* [EXERCISE AIM]
Reproduce the rows from the start of the saved entries through the line that contains "negative clicks: (117, 229) (328, 143)", including both ends.

* [Saved entries]
----
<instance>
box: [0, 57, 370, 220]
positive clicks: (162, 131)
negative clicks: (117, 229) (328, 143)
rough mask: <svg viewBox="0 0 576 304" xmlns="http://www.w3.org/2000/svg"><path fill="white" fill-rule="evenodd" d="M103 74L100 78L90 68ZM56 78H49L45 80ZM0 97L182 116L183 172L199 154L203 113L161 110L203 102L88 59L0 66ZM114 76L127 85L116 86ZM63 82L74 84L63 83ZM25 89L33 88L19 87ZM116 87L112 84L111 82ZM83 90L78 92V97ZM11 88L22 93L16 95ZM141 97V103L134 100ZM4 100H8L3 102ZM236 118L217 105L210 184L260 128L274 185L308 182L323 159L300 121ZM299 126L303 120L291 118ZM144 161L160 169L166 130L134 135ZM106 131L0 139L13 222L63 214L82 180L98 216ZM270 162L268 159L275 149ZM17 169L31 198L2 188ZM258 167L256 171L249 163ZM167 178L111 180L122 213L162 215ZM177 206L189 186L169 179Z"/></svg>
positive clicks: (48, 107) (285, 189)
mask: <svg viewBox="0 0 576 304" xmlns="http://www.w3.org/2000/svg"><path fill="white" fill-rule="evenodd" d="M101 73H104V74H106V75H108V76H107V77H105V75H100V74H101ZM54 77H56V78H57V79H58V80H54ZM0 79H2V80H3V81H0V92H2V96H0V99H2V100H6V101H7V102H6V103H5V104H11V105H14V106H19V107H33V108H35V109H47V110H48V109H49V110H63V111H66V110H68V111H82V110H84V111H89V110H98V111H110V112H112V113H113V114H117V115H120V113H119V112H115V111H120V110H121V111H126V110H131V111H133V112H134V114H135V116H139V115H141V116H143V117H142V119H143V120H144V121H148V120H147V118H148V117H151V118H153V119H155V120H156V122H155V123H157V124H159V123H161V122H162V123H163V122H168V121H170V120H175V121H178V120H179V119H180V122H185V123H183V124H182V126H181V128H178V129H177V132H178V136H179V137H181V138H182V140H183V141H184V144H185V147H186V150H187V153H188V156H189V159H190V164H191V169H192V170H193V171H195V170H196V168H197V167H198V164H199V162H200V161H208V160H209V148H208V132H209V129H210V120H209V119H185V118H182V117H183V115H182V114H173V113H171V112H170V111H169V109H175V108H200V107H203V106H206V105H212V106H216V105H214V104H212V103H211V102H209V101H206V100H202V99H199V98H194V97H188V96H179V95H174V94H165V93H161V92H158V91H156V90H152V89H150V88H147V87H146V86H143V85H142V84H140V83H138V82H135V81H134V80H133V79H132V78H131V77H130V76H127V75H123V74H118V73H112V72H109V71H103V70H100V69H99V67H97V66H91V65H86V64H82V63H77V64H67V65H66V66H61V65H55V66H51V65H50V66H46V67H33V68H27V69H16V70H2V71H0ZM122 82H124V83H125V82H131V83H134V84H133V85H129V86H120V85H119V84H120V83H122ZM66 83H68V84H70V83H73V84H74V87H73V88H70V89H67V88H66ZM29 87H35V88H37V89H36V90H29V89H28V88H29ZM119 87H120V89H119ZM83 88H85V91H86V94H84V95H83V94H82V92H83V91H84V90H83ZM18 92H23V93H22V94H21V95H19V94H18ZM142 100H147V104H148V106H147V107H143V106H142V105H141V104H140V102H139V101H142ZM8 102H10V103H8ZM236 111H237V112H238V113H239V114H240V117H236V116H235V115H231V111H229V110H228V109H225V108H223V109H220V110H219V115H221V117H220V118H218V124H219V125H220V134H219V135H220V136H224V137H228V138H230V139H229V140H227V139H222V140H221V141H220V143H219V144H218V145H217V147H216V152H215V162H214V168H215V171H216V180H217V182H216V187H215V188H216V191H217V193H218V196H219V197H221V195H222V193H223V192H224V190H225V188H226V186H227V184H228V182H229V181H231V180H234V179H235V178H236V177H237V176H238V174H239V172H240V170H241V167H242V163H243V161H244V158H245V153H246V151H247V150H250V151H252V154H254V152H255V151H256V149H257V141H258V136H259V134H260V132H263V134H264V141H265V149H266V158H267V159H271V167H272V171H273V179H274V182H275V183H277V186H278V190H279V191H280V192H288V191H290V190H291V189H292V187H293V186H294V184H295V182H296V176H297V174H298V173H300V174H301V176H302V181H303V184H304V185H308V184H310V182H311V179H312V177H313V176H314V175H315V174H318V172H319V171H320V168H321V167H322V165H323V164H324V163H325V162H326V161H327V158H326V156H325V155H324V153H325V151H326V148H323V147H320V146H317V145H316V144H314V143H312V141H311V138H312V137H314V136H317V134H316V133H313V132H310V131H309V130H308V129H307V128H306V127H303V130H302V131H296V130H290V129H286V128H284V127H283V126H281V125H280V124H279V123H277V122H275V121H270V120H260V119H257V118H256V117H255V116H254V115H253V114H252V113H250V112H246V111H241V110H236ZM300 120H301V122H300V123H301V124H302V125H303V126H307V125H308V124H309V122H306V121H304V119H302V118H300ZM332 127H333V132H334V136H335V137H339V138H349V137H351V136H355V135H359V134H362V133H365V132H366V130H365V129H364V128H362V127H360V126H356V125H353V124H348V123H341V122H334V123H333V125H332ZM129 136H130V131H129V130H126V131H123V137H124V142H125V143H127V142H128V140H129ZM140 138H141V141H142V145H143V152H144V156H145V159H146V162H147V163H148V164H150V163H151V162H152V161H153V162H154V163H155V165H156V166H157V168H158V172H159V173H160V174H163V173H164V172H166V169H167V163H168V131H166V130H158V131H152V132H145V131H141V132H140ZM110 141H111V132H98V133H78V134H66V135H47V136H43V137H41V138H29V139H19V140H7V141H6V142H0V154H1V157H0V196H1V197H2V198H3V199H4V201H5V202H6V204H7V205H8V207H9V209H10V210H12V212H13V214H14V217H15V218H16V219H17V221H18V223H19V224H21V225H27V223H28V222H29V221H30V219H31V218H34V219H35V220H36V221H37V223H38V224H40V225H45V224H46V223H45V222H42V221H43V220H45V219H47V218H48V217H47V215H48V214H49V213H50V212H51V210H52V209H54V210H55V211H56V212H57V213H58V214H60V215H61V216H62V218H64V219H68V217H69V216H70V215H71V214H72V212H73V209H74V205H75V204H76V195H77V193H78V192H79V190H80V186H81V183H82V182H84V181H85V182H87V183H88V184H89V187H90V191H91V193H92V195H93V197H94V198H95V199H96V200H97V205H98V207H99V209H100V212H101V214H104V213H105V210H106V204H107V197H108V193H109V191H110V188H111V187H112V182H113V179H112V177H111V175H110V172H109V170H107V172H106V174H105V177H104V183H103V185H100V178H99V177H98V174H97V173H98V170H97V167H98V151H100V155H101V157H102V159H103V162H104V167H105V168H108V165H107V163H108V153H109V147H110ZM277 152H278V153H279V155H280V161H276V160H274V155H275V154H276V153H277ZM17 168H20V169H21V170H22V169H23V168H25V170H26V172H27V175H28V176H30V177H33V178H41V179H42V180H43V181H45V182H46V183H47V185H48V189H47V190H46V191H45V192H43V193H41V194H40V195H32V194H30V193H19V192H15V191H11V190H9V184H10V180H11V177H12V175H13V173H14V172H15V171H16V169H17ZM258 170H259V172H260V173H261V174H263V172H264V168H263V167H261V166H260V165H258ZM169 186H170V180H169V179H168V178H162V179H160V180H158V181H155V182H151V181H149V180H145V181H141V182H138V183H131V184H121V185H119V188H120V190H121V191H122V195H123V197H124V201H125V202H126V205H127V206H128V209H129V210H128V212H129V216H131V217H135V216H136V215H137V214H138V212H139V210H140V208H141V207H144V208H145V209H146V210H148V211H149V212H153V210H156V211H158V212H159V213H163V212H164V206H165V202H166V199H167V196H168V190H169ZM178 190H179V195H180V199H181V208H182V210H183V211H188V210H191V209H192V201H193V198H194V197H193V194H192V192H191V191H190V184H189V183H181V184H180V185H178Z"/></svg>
----
* [SOLUTION TO THE PROBLEM]
<instance>
box: [0, 57, 370, 220]
positive clicks: (162, 131)
negative clicks: (117, 229) (328, 143)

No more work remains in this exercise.